-------- Excerpt to read
Mr. Speaker, I will be dividing my time with the member for Wetaskiwin. As is traditional, I will begin my comments by thanking the voters of my riding of Lanark—Carleton for placing their trust in me and for sending me to this place as their representative.
Lanark—Carleton is as large as Prince Edward Island and holds as many people as that province. It is in some respects the most diverse riding in the country and contains within its bounds large tracts of rugged wilderness, much rich farmland, many of the prettiest small towns in Ontario, and also Kanata which is Canada's fastest growing and most dynamic urban area and the home of silicon valley north.
The residents of the riding have long been among the most individualistic and creative of Canadians, from Dr. James Naismith of Almonte who invented basketball, to Captain Arthur Roy Brown who capped a glorious flying career in the first world war by shooting down the Red Baron, Manfred von Richtoffen. In Lanark—Carleton we are, to quote from the motto of Beckwith township, proud of our past and confident of our future.
----------------
-------- Records provided
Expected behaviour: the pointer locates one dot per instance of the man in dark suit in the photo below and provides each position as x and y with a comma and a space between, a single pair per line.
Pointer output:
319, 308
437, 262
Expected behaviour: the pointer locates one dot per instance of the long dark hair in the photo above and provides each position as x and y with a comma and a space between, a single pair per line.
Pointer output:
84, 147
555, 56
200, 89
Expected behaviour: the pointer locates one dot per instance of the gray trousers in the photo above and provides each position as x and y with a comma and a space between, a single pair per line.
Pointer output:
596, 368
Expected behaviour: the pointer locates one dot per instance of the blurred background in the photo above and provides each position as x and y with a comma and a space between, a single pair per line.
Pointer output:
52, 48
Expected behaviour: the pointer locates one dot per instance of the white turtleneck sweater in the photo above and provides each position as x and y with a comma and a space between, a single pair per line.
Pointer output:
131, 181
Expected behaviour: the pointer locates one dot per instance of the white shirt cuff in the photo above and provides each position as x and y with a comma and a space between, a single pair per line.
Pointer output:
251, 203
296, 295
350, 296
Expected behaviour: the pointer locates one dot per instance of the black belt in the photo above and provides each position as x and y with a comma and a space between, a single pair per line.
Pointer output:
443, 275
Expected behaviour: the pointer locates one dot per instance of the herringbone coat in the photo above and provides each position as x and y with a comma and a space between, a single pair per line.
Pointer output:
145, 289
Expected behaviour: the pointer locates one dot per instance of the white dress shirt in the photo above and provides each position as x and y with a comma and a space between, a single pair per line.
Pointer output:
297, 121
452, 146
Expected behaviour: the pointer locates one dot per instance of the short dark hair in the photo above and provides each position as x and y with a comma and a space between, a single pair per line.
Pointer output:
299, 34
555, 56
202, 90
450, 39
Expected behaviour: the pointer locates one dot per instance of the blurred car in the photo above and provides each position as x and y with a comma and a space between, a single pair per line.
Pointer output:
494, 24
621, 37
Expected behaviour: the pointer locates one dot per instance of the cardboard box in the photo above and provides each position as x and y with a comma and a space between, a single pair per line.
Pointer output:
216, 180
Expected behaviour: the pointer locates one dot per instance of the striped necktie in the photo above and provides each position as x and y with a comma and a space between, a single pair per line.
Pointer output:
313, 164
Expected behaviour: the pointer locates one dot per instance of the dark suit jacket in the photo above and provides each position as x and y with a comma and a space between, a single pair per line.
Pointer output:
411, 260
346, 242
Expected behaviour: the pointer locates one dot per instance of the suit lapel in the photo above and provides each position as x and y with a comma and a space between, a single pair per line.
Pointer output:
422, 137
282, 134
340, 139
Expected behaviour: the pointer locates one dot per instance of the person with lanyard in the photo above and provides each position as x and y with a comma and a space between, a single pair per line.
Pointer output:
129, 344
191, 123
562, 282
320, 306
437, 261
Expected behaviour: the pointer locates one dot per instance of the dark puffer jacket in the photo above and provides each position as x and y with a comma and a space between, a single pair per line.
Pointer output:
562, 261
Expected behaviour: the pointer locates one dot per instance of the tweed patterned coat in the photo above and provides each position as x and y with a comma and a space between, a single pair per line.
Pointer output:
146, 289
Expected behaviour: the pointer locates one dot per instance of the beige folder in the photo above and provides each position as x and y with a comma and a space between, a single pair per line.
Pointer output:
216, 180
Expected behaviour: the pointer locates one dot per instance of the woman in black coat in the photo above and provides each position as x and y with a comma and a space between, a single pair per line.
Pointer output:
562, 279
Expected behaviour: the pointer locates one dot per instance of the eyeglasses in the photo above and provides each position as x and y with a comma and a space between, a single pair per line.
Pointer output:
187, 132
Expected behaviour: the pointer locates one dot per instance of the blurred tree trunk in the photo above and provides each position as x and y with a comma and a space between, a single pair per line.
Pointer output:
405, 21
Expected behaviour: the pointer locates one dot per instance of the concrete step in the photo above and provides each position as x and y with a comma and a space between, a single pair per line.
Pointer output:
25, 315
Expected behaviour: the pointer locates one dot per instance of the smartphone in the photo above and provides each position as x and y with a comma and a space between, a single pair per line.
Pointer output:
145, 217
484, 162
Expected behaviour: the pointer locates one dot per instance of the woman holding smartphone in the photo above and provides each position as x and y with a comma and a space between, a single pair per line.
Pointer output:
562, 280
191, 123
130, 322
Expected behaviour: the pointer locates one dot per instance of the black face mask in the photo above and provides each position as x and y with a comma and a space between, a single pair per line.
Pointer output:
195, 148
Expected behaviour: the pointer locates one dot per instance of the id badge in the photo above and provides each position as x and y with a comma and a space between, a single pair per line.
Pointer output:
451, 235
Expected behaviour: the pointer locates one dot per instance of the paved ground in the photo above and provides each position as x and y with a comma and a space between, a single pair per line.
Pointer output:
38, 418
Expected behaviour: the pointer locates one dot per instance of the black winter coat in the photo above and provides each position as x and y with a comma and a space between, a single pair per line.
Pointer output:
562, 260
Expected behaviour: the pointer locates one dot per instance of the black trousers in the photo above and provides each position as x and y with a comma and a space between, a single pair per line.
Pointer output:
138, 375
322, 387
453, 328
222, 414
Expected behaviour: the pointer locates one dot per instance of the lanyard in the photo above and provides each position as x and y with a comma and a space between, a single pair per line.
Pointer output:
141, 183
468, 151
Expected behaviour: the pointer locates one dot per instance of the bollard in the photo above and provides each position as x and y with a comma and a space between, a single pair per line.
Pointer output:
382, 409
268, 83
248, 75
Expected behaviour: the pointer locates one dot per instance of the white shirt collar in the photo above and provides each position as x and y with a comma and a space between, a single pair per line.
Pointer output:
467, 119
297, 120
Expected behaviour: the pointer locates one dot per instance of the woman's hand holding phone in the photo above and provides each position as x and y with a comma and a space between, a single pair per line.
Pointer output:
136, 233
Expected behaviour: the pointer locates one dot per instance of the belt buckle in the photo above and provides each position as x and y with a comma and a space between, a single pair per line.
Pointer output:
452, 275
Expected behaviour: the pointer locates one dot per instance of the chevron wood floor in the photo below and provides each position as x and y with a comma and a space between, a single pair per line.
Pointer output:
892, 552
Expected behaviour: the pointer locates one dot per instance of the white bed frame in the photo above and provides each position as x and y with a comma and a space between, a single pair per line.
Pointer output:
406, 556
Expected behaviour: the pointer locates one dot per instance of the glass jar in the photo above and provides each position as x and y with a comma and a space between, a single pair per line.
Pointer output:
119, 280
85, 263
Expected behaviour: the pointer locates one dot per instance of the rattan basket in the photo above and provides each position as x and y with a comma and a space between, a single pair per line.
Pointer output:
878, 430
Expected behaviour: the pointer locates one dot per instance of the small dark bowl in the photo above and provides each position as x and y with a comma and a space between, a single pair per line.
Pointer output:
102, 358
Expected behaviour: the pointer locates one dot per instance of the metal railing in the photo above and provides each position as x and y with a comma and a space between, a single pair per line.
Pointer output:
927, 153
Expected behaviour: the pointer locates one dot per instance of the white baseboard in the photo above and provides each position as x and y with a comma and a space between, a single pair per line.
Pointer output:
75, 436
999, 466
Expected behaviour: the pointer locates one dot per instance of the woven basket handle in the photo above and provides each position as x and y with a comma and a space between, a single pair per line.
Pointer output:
----------------
» Problems to work on
**a.** List every person the speech mentions by name.
**b.** Turn the part of the listing that opens with the line containing "the white baseboard" and runs through the end of the listing into a JSON list of strings, one string per line, leaving out blank lines.
The speech and the listing are unrelated to each other.

» Response list
**a.** Dr. James Naismith, Captain Arthur Roy Brown, Manfred von Richtoffen

**b.**
[
  "Expected behaviour: the pointer locates one dot per instance of the white baseboard in the photo above and provides each position as x and y with a comma and a space between, a single pair per line.",
  "Pointer output:",
  "75, 436",
  "999, 466",
  "Expected behaviour: the pointer locates one dot per instance of the woven basket handle in the photo above and provides each position as x and y with a comma and a space between, a single pair per line.",
  "Pointer output:"
]